PASSAGE –
*** Begin section ***
I started a discussion at my prenatal appointment about tearing and perineal support, with the intention of asking my midwife how she does it. I ended up rambling about a birth I attended as a doula, and how instinctive everything was as long as the woman felt that no one was watching or managing her, but as soon as ten people streamed into the room and started manhandling her, touching her, and telling her what to do, things changed. She ended up with a big tear that I believe could have been prevented, not by anything having to do with physics, position, perineal support, etc but by not feeling observed and ordered around.
My midwife rambled a little too, talking about how studies have shown that if the mother supports her own perineum instinctively, tearing is less likely, and other things. At a certain point she stopped herself. She said, “I hear your questions, but I’m not really hearing fear. Are you afraid of tearing? What is your intention in asking these questions?”
*** End section ***
EXERCISE DATA –
*** Begin section ***
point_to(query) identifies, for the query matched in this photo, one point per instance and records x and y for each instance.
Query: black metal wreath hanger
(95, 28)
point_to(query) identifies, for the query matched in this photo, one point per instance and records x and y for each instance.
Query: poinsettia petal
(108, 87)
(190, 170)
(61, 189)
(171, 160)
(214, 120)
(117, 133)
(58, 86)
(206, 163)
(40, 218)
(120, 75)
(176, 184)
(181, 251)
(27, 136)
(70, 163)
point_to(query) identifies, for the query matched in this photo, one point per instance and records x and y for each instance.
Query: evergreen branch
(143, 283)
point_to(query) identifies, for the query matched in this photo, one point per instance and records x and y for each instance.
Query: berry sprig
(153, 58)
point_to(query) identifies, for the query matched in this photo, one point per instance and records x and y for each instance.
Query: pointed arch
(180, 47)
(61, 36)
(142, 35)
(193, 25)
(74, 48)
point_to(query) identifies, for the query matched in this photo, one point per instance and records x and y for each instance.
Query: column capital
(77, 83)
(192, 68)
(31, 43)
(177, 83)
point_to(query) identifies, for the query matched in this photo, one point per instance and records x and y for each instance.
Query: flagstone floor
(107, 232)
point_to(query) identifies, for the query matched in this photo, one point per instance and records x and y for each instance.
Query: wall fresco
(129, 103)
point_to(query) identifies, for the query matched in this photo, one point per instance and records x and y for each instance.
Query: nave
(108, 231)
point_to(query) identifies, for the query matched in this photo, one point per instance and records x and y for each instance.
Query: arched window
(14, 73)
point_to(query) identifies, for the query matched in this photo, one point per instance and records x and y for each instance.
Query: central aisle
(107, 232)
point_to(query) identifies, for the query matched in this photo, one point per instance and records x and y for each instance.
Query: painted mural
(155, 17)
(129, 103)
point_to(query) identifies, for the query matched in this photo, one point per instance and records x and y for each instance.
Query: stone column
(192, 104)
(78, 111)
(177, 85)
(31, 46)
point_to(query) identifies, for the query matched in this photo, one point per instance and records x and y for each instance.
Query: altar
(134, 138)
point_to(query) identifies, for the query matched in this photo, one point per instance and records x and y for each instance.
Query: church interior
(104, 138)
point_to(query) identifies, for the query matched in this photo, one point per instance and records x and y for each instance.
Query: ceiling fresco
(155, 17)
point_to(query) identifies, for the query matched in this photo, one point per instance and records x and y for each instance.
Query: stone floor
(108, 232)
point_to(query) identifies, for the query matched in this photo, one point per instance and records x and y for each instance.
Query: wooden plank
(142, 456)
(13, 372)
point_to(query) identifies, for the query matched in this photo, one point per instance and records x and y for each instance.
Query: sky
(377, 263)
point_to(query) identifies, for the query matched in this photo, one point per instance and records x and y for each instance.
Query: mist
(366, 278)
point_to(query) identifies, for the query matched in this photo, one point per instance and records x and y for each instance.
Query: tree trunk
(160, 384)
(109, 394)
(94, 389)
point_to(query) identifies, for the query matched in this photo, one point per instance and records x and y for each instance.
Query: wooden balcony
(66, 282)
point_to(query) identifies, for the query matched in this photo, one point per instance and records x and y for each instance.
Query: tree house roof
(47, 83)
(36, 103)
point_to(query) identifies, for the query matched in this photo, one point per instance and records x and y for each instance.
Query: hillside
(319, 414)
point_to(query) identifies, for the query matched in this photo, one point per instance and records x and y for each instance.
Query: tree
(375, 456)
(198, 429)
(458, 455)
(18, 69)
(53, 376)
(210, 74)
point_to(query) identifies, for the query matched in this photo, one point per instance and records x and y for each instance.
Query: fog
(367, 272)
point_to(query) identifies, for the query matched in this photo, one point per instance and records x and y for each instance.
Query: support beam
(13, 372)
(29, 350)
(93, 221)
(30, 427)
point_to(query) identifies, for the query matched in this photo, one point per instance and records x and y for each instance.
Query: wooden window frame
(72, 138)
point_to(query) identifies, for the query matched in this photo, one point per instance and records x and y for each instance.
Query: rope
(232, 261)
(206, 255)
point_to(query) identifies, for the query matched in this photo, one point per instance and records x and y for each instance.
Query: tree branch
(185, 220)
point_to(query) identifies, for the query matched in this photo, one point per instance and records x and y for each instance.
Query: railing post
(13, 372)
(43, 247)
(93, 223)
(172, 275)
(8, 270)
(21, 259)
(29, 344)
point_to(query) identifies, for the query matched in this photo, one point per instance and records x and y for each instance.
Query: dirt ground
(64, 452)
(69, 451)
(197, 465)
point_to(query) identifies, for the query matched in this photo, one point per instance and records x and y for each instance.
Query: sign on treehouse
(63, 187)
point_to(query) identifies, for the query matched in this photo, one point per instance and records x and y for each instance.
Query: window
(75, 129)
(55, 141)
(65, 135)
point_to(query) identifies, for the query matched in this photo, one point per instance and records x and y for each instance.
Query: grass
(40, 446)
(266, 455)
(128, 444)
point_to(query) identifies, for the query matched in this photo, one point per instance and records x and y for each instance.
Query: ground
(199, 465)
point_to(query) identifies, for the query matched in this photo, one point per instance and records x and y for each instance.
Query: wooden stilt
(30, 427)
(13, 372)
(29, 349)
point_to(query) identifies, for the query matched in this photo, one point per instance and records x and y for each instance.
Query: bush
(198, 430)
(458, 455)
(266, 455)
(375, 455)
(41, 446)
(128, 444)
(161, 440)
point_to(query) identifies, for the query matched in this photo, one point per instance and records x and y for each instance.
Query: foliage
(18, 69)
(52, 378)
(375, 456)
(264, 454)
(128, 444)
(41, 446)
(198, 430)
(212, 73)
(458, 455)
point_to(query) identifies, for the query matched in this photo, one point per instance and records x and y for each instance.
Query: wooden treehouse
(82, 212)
*** End section ***
ASSIGNMENT – Repeat the part of the passage about the prenatal appointment that begins at the words "I started a" and stops after "and ordered around.".

FINAL ANSWER –
I started a discussion at my prenatal appointment about tearing and perineal support, with the intention of asking my midwife how she does it. I ended up rambling about a birth I attended as a doula, and how instinctive everything was as long as the woman felt that no one was watching or managing her, but as soon as ten people streamed into the room and started manhandling her, touching her, and telling her what to do, things changed. She ended up with a big tear that I believe could have been prevented, not by anything having to do with physics, position, perineal support, etc but by not feeling observed and ordered around.